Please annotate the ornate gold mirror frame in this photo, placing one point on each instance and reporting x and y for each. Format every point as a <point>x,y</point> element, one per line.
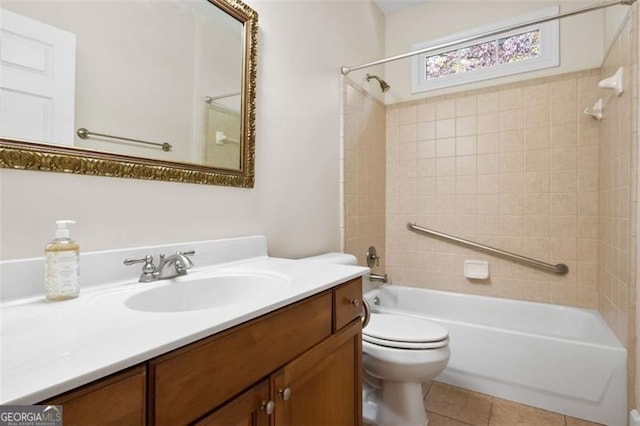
<point>28,155</point>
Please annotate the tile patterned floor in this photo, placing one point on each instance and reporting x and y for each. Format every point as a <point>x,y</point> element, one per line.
<point>452,406</point>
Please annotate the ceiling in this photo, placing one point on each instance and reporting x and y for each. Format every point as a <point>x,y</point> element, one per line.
<point>392,6</point>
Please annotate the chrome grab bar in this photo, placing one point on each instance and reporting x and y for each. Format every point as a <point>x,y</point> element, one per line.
<point>86,134</point>
<point>560,268</point>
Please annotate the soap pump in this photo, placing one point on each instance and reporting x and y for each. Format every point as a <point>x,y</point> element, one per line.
<point>62,256</point>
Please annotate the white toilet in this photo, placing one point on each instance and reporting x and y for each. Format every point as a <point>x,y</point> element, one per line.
<point>399,354</point>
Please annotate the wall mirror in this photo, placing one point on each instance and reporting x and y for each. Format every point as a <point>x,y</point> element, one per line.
<point>161,90</point>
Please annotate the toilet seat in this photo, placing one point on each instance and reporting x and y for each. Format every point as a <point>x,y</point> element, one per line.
<point>403,332</point>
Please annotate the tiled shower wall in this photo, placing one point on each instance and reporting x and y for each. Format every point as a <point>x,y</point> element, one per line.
<point>512,166</point>
<point>364,173</point>
<point>618,187</point>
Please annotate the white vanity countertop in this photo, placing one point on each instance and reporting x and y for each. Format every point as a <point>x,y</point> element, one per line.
<point>47,348</point>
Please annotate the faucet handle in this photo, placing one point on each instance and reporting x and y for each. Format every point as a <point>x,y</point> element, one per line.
<point>184,263</point>
<point>148,269</point>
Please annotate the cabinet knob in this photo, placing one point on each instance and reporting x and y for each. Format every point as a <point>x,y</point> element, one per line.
<point>268,407</point>
<point>285,393</point>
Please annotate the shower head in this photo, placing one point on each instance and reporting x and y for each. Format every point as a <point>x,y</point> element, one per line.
<point>383,84</point>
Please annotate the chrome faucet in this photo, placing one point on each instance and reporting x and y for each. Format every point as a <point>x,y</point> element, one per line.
<point>179,260</point>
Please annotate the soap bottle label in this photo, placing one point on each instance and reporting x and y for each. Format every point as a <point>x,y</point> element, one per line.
<point>62,273</point>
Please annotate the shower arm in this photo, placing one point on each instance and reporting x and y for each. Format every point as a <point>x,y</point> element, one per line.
<point>346,70</point>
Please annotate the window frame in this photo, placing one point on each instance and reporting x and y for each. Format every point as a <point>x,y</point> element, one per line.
<point>549,52</point>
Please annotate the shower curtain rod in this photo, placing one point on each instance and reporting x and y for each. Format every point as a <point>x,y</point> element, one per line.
<point>346,70</point>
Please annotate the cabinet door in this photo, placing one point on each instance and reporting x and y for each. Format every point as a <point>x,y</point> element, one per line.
<point>249,409</point>
<point>324,385</point>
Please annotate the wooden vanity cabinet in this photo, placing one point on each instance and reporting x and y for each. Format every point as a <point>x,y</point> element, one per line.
<point>119,399</point>
<point>299,365</point>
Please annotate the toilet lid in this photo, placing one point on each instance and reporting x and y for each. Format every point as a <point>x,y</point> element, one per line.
<point>401,331</point>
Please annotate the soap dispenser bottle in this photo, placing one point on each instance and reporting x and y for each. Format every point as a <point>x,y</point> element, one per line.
<point>62,256</point>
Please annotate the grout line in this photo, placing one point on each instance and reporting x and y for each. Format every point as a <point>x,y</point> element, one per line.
<point>447,417</point>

THE TASK:
Repeat, word for word, each of the records, omitting any image they hold.

TASK RESULT:
Please annotate the ornate gold mirror frame in this photo, placing one point on each instance and reporting x and y for each. Format every point as a <point>x,y</point> element, one per line.
<point>28,155</point>
Please annotate the tile patterned floor in this photo, placing one point on each instance and reporting x and y for each. Format every point as a <point>x,y</point> element, one per line.
<point>452,406</point>
Please annotate the ceiling in this photo, placing one point on each instance and reporting x and y for each. Format every point as a <point>x,y</point> element, one per line.
<point>392,6</point>
Please annotate the chrome grab bar in this photo, placing one point on each instance and reporting x and y for each. Format every point as a <point>x,y</point> element, one per line.
<point>86,134</point>
<point>560,268</point>
Please annotate the soap pump in this photo, placing one point on each instance and reporting x and y for each. Format every point as a <point>x,y</point> element, one per line.
<point>62,256</point>
Please annotate the white toilet in this photo, placing one point on each instance and reporting x and y for each. Format every point as a <point>x,y</point> element, one per line.
<point>399,354</point>
Please annotate the wall mirror in this photo, placing one point on each instance and reporting x and y for each. Format every point as a <point>x,y</point> element, one per line.
<point>161,90</point>
Please annotate the toilet seat in this photo, placing one point on each instance and reporting x and y for each. Format every point as a <point>x,y</point> element, one per line.
<point>403,332</point>
Please annotate the tiled shower wall in this photo, placing one point on each instance and reporting x and y for each. Format every point as a <point>x,y</point> element, one per line.
<point>512,166</point>
<point>364,173</point>
<point>618,187</point>
Please annotate the white vanity countertop in this photo, placing one point on each instance and reporting x and y for each. Format every point as a <point>x,y</point> element, one per line.
<point>47,348</point>
Please annotate the faucet handle in this photo, placing one point on each instance and reporting x and y for each. Format every point as a <point>x,y</point> element, one per line.
<point>184,263</point>
<point>148,269</point>
Please annotate the cabinet knob in this photo, placing one point on each instance and reporting x and y for each. Format every point as a <point>x,y</point> element, one per line.
<point>268,407</point>
<point>285,393</point>
Please annotate the shower head in this photo, placing one point on each instance and reporting x and y for each. Format every point as a <point>x,y</point> element, one per line.
<point>383,84</point>
Please annotate the chrome faucet in this photo, placing one point on each instance and reporting x and y for each. Format every point as a <point>x,y</point> element, one per line.
<point>179,260</point>
Please annotate the soap bottle label in this photo, placing one point on each instance and reporting x and y for each. Format every point as a <point>x,y</point> element, one per line.
<point>62,273</point>
Please annotate the shower arm in this photo, placing one point on each instance and reporting x and y for each. Format every point as a <point>x,y</point> element, one per line.
<point>346,70</point>
Please annotate the window frame in this photo, placing one point on each instance and reporting x and y for each. Format every point as a <point>x,y</point> element, one per line.
<point>549,52</point>
Please annotate the shower curtain rod in this photo, placing one point on each instance and reporting x and y for each. Format every point as a <point>x,y</point> element, one per line.
<point>346,70</point>
Please annotate the cabinet door in this photo, placing one point on each instance and reporting x and y for each. Format every point as a <point>x,y</point> element, one per line.
<point>249,409</point>
<point>324,385</point>
Please annotate the wooden vanity cabinet in this photo, placing one point on each instance and reporting x and y for each. Format every point as a <point>x,y</point> element, one per line.
<point>119,399</point>
<point>299,365</point>
Please annotate the toilet lid in this photo, placing one point on each instance and reporting x and y for each. Format every point as a <point>x,y</point> element, one per line.
<point>401,331</point>
Please annotate the soap dispenser bottle in this photo, placing one point on each instance and reporting x and y for each. Format every point as a <point>x,y</point> element, one per line.
<point>62,256</point>
Please annotate the grout line in this photo, placing one point on each instance and reporting x and y for each. Format every point as a <point>x,y</point> element, one per line.
<point>447,417</point>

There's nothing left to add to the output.